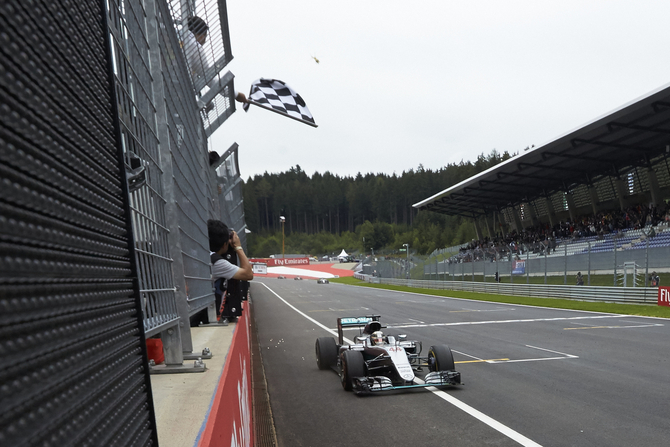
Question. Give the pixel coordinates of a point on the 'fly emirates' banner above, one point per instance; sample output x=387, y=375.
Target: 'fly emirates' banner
x=281, y=262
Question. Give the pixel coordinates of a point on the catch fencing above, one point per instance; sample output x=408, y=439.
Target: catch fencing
x=159, y=94
x=73, y=363
x=107, y=189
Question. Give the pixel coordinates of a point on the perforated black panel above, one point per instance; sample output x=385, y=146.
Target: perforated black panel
x=72, y=364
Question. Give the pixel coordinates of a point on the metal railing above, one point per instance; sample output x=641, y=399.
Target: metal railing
x=165, y=147
x=637, y=295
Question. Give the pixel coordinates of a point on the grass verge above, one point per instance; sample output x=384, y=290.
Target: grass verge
x=646, y=310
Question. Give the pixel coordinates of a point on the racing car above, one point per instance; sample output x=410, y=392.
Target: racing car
x=376, y=362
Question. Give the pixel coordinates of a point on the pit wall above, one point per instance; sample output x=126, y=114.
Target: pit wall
x=229, y=421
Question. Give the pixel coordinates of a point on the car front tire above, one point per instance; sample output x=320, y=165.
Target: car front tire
x=326, y=352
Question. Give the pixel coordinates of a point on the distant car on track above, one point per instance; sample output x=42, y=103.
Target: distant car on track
x=379, y=363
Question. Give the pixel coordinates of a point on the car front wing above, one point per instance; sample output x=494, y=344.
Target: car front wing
x=372, y=384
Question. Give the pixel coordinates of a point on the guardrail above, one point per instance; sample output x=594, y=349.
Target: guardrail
x=635, y=295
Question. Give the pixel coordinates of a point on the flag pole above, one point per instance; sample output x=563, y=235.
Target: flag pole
x=266, y=107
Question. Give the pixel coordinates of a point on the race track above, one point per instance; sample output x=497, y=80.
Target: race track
x=533, y=376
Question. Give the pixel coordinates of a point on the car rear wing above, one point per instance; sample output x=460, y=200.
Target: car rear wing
x=359, y=322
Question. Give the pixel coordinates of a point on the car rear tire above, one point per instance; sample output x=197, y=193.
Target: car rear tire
x=326, y=352
x=440, y=358
x=353, y=365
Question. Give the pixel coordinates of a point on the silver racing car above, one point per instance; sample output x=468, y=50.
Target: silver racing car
x=378, y=362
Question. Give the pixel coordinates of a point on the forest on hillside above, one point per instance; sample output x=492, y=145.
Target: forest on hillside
x=326, y=211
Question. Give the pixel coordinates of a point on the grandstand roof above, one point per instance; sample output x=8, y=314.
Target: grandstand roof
x=635, y=135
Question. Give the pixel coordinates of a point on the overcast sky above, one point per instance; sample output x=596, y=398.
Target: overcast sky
x=403, y=83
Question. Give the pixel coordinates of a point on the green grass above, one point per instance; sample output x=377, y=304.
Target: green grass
x=596, y=280
x=626, y=309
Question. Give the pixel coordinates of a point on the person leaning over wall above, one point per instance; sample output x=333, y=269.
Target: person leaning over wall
x=225, y=246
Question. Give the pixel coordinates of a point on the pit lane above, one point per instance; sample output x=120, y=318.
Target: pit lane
x=554, y=377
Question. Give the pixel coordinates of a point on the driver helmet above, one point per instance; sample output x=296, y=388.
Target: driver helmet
x=377, y=338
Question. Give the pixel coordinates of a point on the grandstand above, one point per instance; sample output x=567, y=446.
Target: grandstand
x=613, y=162
x=599, y=189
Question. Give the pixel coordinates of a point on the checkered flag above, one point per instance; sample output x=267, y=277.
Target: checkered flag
x=275, y=95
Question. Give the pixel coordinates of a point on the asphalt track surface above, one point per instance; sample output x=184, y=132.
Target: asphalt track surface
x=533, y=376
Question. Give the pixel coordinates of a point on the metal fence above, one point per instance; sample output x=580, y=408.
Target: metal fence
x=634, y=295
x=228, y=184
x=72, y=352
x=527, y=267
x=162, y=114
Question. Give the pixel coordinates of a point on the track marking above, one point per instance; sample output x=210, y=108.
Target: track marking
x=481, y=361
x=564, y=356
x=610, y=327
x=531, y=320
x=333, y=310
x=503, y=429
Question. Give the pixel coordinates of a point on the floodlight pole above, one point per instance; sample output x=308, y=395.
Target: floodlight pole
x=407, y=260
x=282, y=219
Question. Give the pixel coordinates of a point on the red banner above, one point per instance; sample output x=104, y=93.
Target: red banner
x=274, y=262
x=229, y=422
x=664, y=296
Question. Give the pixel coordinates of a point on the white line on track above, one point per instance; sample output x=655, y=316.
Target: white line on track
x=530, y=320
x=503, y=429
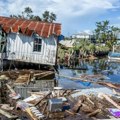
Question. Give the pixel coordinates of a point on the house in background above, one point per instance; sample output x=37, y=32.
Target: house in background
x=29, y=41
x=82, y=35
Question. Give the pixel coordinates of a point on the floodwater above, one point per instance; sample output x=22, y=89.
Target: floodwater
x=111, y=71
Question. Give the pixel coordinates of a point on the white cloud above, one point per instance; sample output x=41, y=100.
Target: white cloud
x=66, y=8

• Objective:
Reproduce the listing above with "one point per instance" changed to "one point for each instance" wherever it appears, keeping every other line unchanged. Omit the pictures from the reproduced listing.

• The reply:
Question. Give the pixel coordinates of a point on the 'fly emirates' banner above, one point for each instance; sample output x=387, y=375.
Target: 'fly emirates' banner
x=281, y=262
Question. Give the pixel coordinates of a point on the catch fencing above, one point for each instance; sample output x=408, y=439.
Target: catch fencing
x=159, y=94
x=73, y=363
x=107, y=189
Question. Give the pixel coordinates of a point on the perforated black panel above, one point for each instance; sample output x=385, y=146.
Target: perforated black panel
x=72, y=364
Question. Give the pixel coordinates of a point on the metal railing above, one point for each instance; sample output x=641, y=399.
Target: metal railing
x=165, y=147
x=637, y=295
Question. Give the pixel coordinates of a point on the grass verge above, one point for each instance; sample output x=384, y=290.
Target: grass verge
x=646, y=310
Question. Give the pixel coordinates of a point on the racing car above, one point for each instance; sample output x=410, y=392.
Target: racing car
x=376, y=362
Question. Give the pixel coordinates of a point on the pit wall above, one point for each instance; sample output x=126, y=114.
Target: pit wall
x=229, y=421
Question. Give the pixel coordinates of a point on the car front tire above, one point for each instance; sample output x=320, y=165.
Target: car front tire
x=326, y=352
Question. Give the pixel coordinates of a point on the distant car on track above, one point for each instance; sample output x=42, y=103.
Target: distant car on track
x=379, y=363
Question. Give the pixel coordinates of a point on the car front wing above, one point for each instance; sample output x=494, y=344.
Target: car front wing
x=372, y=384
Question. Give the pixel coordinates of a point on the guardrail above, one point for each instance; sample output x=594, y=349.
Target: guardrail
x=635, y=295
Question. Give the pixel coordinates of a point on the flag pole above, one point for each instance; sample output x=563, y=235.
Target: flag pole
x=266, y=107
Question. Give the pixel coordinates of a point on the race track above, one point for each instance; sample output x=497, y=80.
Target: race track
x=533, y=376
Question. Give the pixel coordinates of a point on the car rear wing above, one point for each instance; sample output x=460, y=200.
Target: car rear wing
x=359, y=322
Question. Give the pixel coordinates of a point on the car rear tire above, one point for each instance; sample output x=197, y=193.
Target: car rear tire
x=326, y=352
x=440, y=358
x=353, y=365
Question. Give the pixel coordinates of a point on the silver racing car above, one point for each instance; sample output x=468, y=50.
Target: silver racing car
x=378, y=362
Question. Give the pixel coordinates of a point on the forest on hillside above, one point for each instance; sample output x=492, y=145.
Target: forest on hillside
x=326, y=211
Question. Give the pixel coordinates of a point on the grandstand roof above, one point for each instance; sample output x=8, y=314.
Target: grandstand roof
x=635, y=135
Question. Give the pixel coordinates of a point on the overcast sky above, one point for each instance; sample output x=596, y=398.
Target: overcast sky
x=403, y=83
Question. Give the pixel coordinates of a point on the green grass above, one point for each instance; sample output x=377, y=304.
Target: green grass
x=596, y=280
x=626, y=309
Question. Give the pixel coordinates of a point on the person leaning over wall above, one point for each instance; sample output x=333, y=269.
Target: person leaning over wall
x=225, y=246
Question. Give the pixel coordinates of a point on the pit lane above, one point for each instance; sample output x=120, y=318.
Target: pit lane
x=554, y=377
Question. Give the pixel coordinates of a point on the driver helmet above, one point for each instance; sample output x=296, y=388.
Target: driver helmet
x=377, y=338
Question. Give the pixel coordinates of a point on the grandstand above, one point for each instance; sample output x=567, y=446.
Target: grandstand
x=613, y=162
x=599, y=189
Question. Give the pixel coordinates of a point on the checkered flag above, one point for each instance; sample output x=267, y=277.
Target: checkered flag
x=275, y=95
Question. Give the pixel coordinates of a point on the asphalt track surface above, one point for each instance; sample output x=184, y=132.
Target: asphalt track surface
x=533, y=376
Question. Give the pixel coordinates of a point on the metal fence above, one point for each instance; sample output x=580, y=408.
Target: metal fence
x=634, y=295
x=228, y=184
x=72, y=352
x=527, y=267
x=162, y=114
Question. Give the pixel coordinates of a point on the track marking above, one point for each instance; sample output x=210, y=108.
Target: track marking
x=481, y=361
x=564, y=356
x=610, y=327
x=531, y=320
x=333, y=310
x=503, y=429
Question. Give the pixel coordinates of a point on the floodlight pole above, one point for each instance; sample output x=308, y=395.
Target: floodlight pole
x=407, y=260
x=282, y=219
Question. Give the pixel coordinates of a point on the red banner above, one point for each instance; sample output x=104, y=93.
Target: red banner
x=274, y=262
x=229, y=422
x=664, y=296
Question. Give the pixel coordinates of a point on the white line on track above, one point for each instance; sample output x=655, y=316.
Target: white line on track
x=530, y=320
x=503, y=429
Question. Give the pixel coordinates of a point on the house in background above, one point for each instance; sample output x=37, y=32.
Target: house in background
x=29, y=41
x=82, y=35
Question. Give the pixel coordinates of a point on the floodwater above, one point for each instance; sample output x=22, y=89.
Target: floodwater
x=111, y=71
Question. Give the pixel coordinates of a point on the white cloud above, one point for each instance; sample output x=41, y=100.
Target: white cloud
x=66, y=8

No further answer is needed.